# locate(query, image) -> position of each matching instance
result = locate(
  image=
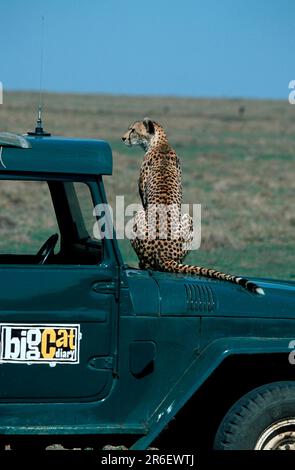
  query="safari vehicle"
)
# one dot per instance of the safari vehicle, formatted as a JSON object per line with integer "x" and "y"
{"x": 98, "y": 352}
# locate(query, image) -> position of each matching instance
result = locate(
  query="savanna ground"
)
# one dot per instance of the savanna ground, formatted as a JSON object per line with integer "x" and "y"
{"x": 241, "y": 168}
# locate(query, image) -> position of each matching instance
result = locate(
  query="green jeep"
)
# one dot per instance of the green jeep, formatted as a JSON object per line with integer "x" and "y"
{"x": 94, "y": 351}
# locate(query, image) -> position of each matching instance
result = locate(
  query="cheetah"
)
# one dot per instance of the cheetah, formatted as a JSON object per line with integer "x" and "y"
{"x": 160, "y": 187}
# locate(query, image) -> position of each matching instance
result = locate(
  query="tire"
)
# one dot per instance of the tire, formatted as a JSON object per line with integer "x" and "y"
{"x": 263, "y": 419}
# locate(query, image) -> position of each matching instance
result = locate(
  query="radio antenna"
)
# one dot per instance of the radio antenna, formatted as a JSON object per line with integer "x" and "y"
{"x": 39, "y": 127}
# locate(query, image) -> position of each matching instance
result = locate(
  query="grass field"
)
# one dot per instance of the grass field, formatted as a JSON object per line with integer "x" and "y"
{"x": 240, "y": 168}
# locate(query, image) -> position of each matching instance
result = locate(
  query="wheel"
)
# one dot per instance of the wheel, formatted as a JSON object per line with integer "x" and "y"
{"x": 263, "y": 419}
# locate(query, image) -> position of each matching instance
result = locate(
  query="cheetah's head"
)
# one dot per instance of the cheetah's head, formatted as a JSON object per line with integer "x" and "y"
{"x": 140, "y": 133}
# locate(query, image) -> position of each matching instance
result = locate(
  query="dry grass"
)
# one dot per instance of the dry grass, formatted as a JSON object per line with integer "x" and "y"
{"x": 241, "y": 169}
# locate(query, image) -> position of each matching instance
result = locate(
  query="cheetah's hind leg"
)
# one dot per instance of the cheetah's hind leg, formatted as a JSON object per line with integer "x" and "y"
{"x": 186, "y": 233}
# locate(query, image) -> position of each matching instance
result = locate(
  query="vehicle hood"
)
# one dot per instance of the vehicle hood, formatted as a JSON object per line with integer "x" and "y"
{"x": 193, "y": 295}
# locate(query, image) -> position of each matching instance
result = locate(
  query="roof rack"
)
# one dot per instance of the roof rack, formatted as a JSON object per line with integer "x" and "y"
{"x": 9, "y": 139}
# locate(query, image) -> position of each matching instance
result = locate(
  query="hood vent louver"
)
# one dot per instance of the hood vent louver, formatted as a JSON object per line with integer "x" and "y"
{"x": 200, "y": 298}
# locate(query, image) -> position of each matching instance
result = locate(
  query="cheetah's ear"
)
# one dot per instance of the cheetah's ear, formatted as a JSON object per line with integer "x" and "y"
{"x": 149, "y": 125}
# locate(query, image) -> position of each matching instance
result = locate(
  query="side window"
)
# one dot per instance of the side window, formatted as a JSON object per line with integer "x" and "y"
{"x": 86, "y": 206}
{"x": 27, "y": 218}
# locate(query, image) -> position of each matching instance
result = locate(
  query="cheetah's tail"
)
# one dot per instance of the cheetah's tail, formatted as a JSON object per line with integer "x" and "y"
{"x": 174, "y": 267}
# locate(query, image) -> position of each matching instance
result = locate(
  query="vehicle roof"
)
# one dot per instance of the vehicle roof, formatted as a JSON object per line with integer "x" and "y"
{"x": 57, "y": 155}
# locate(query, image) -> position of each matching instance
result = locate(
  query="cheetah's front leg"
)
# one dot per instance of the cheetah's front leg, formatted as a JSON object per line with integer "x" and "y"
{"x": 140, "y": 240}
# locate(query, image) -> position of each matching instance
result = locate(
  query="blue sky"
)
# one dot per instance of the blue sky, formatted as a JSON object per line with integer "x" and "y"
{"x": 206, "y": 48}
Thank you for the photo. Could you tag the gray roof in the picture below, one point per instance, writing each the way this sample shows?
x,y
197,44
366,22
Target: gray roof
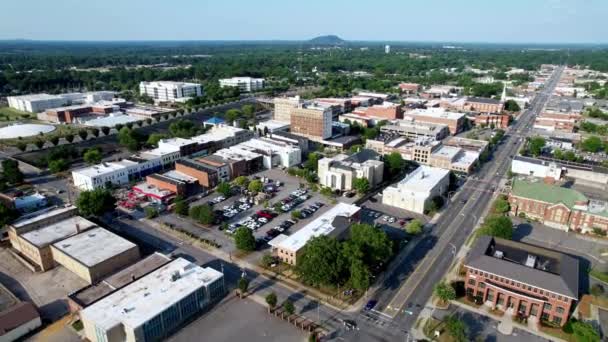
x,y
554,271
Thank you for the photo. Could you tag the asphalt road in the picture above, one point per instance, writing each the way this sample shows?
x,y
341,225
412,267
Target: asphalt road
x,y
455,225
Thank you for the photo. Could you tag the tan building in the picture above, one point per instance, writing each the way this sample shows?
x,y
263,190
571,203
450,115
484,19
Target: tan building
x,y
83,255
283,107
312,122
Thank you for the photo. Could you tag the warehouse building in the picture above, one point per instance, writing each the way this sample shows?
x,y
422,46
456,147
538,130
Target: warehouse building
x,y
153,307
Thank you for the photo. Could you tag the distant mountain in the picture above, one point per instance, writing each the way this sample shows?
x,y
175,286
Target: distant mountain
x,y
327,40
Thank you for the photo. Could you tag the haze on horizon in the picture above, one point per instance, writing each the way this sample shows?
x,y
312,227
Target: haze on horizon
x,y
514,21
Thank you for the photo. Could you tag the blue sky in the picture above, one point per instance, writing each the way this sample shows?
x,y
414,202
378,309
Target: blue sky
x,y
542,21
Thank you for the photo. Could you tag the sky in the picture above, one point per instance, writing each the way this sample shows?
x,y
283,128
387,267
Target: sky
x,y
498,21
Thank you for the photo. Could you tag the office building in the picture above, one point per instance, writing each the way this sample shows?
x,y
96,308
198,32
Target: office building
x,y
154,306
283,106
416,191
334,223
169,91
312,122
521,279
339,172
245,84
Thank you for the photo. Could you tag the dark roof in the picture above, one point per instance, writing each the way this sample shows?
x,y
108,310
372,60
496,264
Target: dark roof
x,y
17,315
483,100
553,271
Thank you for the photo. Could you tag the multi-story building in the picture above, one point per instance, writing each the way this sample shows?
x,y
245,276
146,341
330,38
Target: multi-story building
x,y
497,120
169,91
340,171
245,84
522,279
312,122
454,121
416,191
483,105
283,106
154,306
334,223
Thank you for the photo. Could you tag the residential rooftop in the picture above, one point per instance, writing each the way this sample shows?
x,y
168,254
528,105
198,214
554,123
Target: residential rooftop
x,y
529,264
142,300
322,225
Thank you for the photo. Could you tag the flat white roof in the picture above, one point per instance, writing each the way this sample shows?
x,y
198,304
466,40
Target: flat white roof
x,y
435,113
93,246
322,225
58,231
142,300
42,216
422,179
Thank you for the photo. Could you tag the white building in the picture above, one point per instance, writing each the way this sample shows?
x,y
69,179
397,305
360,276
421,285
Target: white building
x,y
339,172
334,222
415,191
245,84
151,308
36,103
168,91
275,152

----------

Task ▸ A word-for-word copy of every entry, with the pictures left out, is the required answer.

Exercise answer ▸
# locate(query, image) -> position of each matching instance
result = locate(
  image=
  query="safari vehicle"
)
# one dot per instance of the safari vehicle, formatted as a JSON object per line with integer "x" and "y"
{"x": 98, "y": 352}
# locate(query, image) -> position of each matching instance
result = locate(
  query="savanna ground"
)
# one dot per instance of the savanna ground, formatted as a JSON object per line with integer "x" and "y"
{"x": 241, "y": 168}
# locate(query, image) -> position of each matching instance
result = locate(
  query="green jeep"
)
# one dot per instance of the green jeep, formatted as a JSON object per line with integer "x" and "y"
{"x": 94, "y": 351}
# locate(query, image) -> position of each matching instance
result = locate(
  query="cheetah"
)
# one dot per instance of the cheetah, formatted as a JSON object per line with integer "x" and "y"
{"x": 160, "y": 187}
# locate(query, image) -> position of each matching instance
result = locate(
  query="tire"
)
# one dot per instance of the tire, formatted as a JSON object per line with integer "x" and "y"
{"x": 263, "y": 419}
# locate(query, image) -> position of each matching instance
result = locate(
  query="radio antenna"
)
# one dot per instance of the radio antenna, formatted as a JSON object per line with integer "x" and "y"
{"x": 39, "y": 127}
# locate(query, image) -> position of each matching instance
result = locate(
  query="grass field"
)
# one dot per instance of the grass field, formatted as a JSON object per line with integer "x" and "y"
{"x": 240, "y": 168}
# locate(query, image) -> position of each matching instance
result = locate(
  query="wheel"
)
# one dot per instance of the wheel, formatted as a JSON object per line with integer "x" and "y"
{"x": 263, "y": 419}
# locate(query, image) -> position of each matching instance
result = locate(
  query="cheetah's head"
)
# one dot per instance of the cheetah's head, formatted as a JSON object per line with integer "x" and "y"
{"x": 140, "y": 133}
# locate(query, image) -> position of each matching instance
result = locate(
  query="dry grass"
)
# one dot per instance of the dry grass, formatted as a JSON object per line with integer "x" and "y"
{"x": 241, "y": 169}
# locate(query, image) -> position of each matching instance
result = locate(
  query="cheetah's hind leg"
)
# one dot per instance of the cheetah's hind leg, formatted as a JSON object per line with integer "x" and "y"
{"x": 186, "y": 233}
# locate(query, image) -> position of each matching instance
result = locate(
  query="vehicle hood"
)
# one dot per instance of the vehicle hood, formatted as a JSON object per line with integer "x" and "y"
{"x": 193, "y": 295}
# locate(query, image) -> position of each matching instance
result = locate(
  query="roof rack"
)
# one dot per instance of the roof rack, formatted as a JSON object per line with integer "x" and "y"
{"x": 9, "y": 139}
# locate(query, image) -> position of each matching instance
result = locate(
  query="hood vent louver"
)
# one dot per instance of the hood vent louver, formatted as a JSON object per line with integer "x" and "y"
{"x": 200, "y": 298}
# locate(query, image) -> position of each matching instance
result = locate(
  query="cheetah's ear"
)
# one dot per instance of the cheetah's ear, formatted as a JSON object per line with integer "x" and "y"
{"x": 149, "y": 125}
# locate(query, image) -> position of each matching instance
result = locate(
  query="side window"
)
# one dot per instance of the side window, formatted as a JSON object per line with integer "x" and "y"
{"x": 86, "y": 206}
{"x": 27, "y": 218}
# locate(query, image) -> position of each matching instance
result = locate(
  query="cheetah's tail"
)
# one dot per instance of the cheetah's tail, formatted as a JSON object per line with integer "x" and "y"
{"x": 174, "y": 267}
# locate(query, image) -> position of each matching instance
result = locate(
  query="vehicle roof"
)
# one dot per instance of the vehicle roof, formatted as a JSON object per line with integer "x" and "y"
{"x": 57, "y": 155}
# locate(query, image) -> position of each matching instance
result = locate(
  query="cheetah's front leg"
)
# one dot per instance of the cheetah's front leg, formatted as a JSON object per line with integer "x" and "y"
{"x": 140, "y": 240}
# locate(query, image) -> position of each matching instance
result = locate(
  query="blue sky"
)
# one dot per instance of the blue sky, formatted as a JSON object per line with integer "x" and "y"
{"x": 206, "y": 48}
Thank you for the photo. Could you tag the gray roof in the picture below, one point per instance, writing each the way this sample shows?
x,y
197,44
366,22
Target: gray roof
x,y
554,271
Thank you for the photo. Could you tag the asphalt road in the picture above, one point per instance, writing each the way this sample shows?
x,y
341,225
412,267
Target: asphalt road
x,y
455,225
Thank you for the photo. Could you tag the tan building in the picture above, one point per instance, writing each the way this sample shows?
x,y
263,190
571,203
450,115
484,19
Target: tan building
x,y
83,255
283,107
312,122
Thank you for the photo. Could you tag the warehouse building in the picture above, one point per instance, writing each the way this sample shows?
x,y
422,46
456,147
538,130
Target: warehouse building
x,y
153,307
Thank you for the photo. Could you tag the distant mountain in the picture above, one point per instance, writing each the way this sample shows?
x,y
175,286
Target: distant mountain
x,y
327,40
Thank you for the photo. Could you tag the haze on horizon in the picture above, one point per instance, writing each the way this sample shows?
x,y
312,227
Target: haze on horizon
x,y
514,21
Thank you for the photo. Could you tag the blue sky in the picture above, one point per instance, writing each the way this sample shows?
x,y
414,202
378,309
Target: blue sky
x,y
542,21
Thank you for the photo. Could you tag the sky in the picture above, one point per instance, writing each the way this sample shows?
x,y
283,128
387,267
Target: sky
x,y
498,21
Thank you for the photo. Could you tag the office building in the picture above, one point per instance, writing each the way this sample shows?
x,y
96,308
198,32
Target: office building
x,y
154,306
283,106
416,191
334,223
169,91
312,122
521,279
339,172
245,84
Thank you for the photo. Could you tag the dark roof in the picture above, one point per instance, writing each the way this sample shows?
x,y
108,310
372,60
496,264
Target: dark roof
x,y
17,315
483,100
553,271
Thank you for the photo. Could you tag the multi-story building in the picture above, one point per instance, writing each the way this sample shows?
x,y
245,276
146,341
330,38
Target: multi-story building
x,y
497,120
169,91
340,171
245,84
522,279
312,122
454,121
416,191
483,105
283,106
154,306
334,223
Thank you for the photo. Could you tag the residential rooftop in the picture above, one point per instance, writing each the way this sample shows?
x,y
168,254
528,105
198,214
554,123
Target: residential rooftop
x,y
529,264
142,300
322,225
Thank you for the photo. Could you tag the flat white roof in the picture above, one point per instance, writing each the way this sample shows?
x,y
198,304
466,40
Target: flat white roof
x,y
435,113
93,246
322,225
58,231
142,300
42,216
422,179
Thank you for the photo. Could you tag the white building in the picture above, one point per instance, writing each the way this sample shows?
x,y
69,179
397,305
360,276
421,285
Target: white building
x,y
339,172
334,222
415,191
245,84
151,308
36,103
168,91
275,152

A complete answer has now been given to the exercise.